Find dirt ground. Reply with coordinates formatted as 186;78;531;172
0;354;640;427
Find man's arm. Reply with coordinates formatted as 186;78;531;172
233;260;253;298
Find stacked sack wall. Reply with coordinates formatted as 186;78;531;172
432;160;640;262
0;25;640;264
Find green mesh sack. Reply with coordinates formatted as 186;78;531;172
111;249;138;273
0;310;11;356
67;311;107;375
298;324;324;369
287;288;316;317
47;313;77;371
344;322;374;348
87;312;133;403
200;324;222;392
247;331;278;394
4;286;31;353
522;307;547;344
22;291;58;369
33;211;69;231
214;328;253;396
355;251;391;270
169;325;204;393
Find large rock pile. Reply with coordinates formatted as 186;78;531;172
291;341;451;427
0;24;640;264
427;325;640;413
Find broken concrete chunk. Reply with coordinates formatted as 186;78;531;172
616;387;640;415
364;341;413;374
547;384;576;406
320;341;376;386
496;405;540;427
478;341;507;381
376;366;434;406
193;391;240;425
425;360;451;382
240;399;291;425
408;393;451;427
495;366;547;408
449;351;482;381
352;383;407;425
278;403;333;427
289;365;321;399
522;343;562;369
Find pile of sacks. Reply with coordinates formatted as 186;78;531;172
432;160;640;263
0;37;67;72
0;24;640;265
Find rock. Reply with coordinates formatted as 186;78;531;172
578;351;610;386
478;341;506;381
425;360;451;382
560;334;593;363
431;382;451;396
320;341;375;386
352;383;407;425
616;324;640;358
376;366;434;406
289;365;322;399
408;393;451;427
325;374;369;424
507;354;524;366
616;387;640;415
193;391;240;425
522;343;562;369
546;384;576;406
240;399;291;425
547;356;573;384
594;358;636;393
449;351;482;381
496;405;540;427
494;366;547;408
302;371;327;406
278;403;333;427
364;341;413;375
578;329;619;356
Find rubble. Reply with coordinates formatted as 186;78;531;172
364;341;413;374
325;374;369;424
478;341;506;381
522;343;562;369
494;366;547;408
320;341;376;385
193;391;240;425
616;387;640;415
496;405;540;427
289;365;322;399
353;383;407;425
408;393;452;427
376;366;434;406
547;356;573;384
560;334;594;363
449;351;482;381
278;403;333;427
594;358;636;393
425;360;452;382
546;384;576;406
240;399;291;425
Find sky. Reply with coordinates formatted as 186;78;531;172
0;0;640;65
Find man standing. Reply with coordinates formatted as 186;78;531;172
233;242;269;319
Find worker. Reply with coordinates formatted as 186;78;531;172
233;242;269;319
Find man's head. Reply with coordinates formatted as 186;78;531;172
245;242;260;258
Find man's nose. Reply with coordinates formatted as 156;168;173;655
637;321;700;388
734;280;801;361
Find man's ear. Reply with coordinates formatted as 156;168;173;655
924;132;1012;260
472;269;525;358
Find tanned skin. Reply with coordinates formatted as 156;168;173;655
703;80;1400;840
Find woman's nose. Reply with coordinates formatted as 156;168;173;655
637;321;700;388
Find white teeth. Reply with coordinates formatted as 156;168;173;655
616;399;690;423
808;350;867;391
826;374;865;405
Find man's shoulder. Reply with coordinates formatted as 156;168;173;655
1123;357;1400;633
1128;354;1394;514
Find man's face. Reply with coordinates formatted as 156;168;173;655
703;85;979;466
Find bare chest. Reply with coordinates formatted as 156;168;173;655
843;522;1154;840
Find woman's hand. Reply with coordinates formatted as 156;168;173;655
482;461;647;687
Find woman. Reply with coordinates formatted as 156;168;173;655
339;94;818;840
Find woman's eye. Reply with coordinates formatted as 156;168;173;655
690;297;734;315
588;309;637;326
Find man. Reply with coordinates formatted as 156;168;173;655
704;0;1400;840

────────────────────────────────────────

## Task description
Update the data above by replacing every "Reply with coordinates" with "Answer with coordinates" and leaving everything else unchanged.

## Exercise solution
Find dirt ground. Answer with coordinates formatted as 186;78;531;172
0;354;640;427
Find man's arm. Answer with coordinates formatted as 186;78;531;172
233;260;253;298
Find stacked sack wall. Answer with coordinates formatted as 186;78;531;172
432;160;640;262
0;25;640;264
Find green mesh sack. Answer with coordinates formatted as 186;78;531;172
111;249;138;273
0;310;11;356
67;311;107;375
298;324;324;369
287;288;316;317
47;313;77;371
344;322;374;348
87;312;133;403
200;324;222;392
247;331;278;394
4;286;31;353
522;307;547;344
22;291;58;369
33;211;69;231
214;328;253;396
355;251;391;270
169;325;204;393
Find large rock pile. Answer with coordinates formatted as 186;78;531;172
291;341;451;427
0;24;640;264
427;325;640;413
Find broken concrete chunk. Answer with coordinates formatted as 186;78;531;172
616;387;640;415
364;341;413;374
547;384;576;406
320;341;376;386
496;405;540;427
478;341;507;381
376;366;434;406
193;391;240;425
425;360;451;382
240;399;291;425
408;393;451;427
495;366;547;408
449;351;482;381
352;383;407;425
278;403;333;427
289;365;321;399
522;343;562;369
Find pile of sacks. Answer with coordinates formatted as 186;78;531;172
432;160;640;263
0;37;67;72
0;24;640;265
Find rock. Answer with coordinates formatted as 186;78;531;172
578;351;610;386
478;341;506;381
425;360;451;382
560;334;593;363
431;382;451;396
320;341;375;386
352;383;407;425
616;324;640;358
376;366;434;406
289;365;322;399
408;393;451;427
325;374;369;424
507;354;524;366
616;387;640;415
193;391;240;425
522;343;562;369
546;384;576;406
240;399;291;425
547;356;573;384
594;358;636;393
449;351;482;381
496;405;540;427
494;366;547;408
302;371;327;406
278;403;333;427
364;341;413;375
578;329;619;356
Find rubble. Answer with coordinates formatted as 186;78;531;172
364;341;413;374
325;374;369;424
478;341;506;381
522;343;562;369
494;366;547;408
320;341;376;385
193;391;240;425
616;387;640;415
496;405;540;427
289;365;322;399
353;383;407;425
408;393;452;427
376;366;434;406
547;356;573;384
560;334;594;363
449;351;482;381
278;403;333;427
594;358;636;393
425;360;452;382
546;384;576;406
240;399;291;425
Find sky. Answer with coordinates formatted as 186;78;531;172
0;0;640;65
Find man standing. Answer with coordinates formatted as 186;78;531;172
233;242;269;319
Find worker. Answer with coordinates formatted as 186;78;531;172
233;242;269;319
Find man's head. Answer with coordinates formatted as 186;78;531;172
245;242;260;258
Find man's nose. Answer with coordinates formatted as 156;168;173;655
637;321;700;388
734;280;801;361
Find man's ear. Answer with coordinates formatted as 156;168;173;655
924;132;1012;260
472;269;525;358
Find tanned skin. Answer with coordinates formatted as 156;168;173;655
703;80;1400;840
Find woman's nose. Answer with coordinates formatted as 156;168;173;655
637;321;700;388
Find white teeth. Answer with coordinates formatted as 156;168;173;655
616;399;690;423
808;350;867;391
826;374;865;405
Find man's shoulder. Answer with coordinates formatted as 156;168;173;655
1123;357;1400;633
1128;354;1394;514
Find man's face. Answer with coordinates formatted as 156;168;173;655
703;85;979;466
Find bare chest. Answer with coordinates formatted as 156;168;173;655
843;522;1154;840
Find woman's hand. Answer with coordinates formatted as 156;168;173;655
482;461;647;687
Find woman. Answer with coordinates formatted as 156;168;173;655
339;94;818;840
Find woman's eye. Answer with coordinates formatted as 156;168;173;655
690;297;734;315
588;309;637;326
Find man. Answer with coordinates formatted as 156;168;173;655
704;0;1400;840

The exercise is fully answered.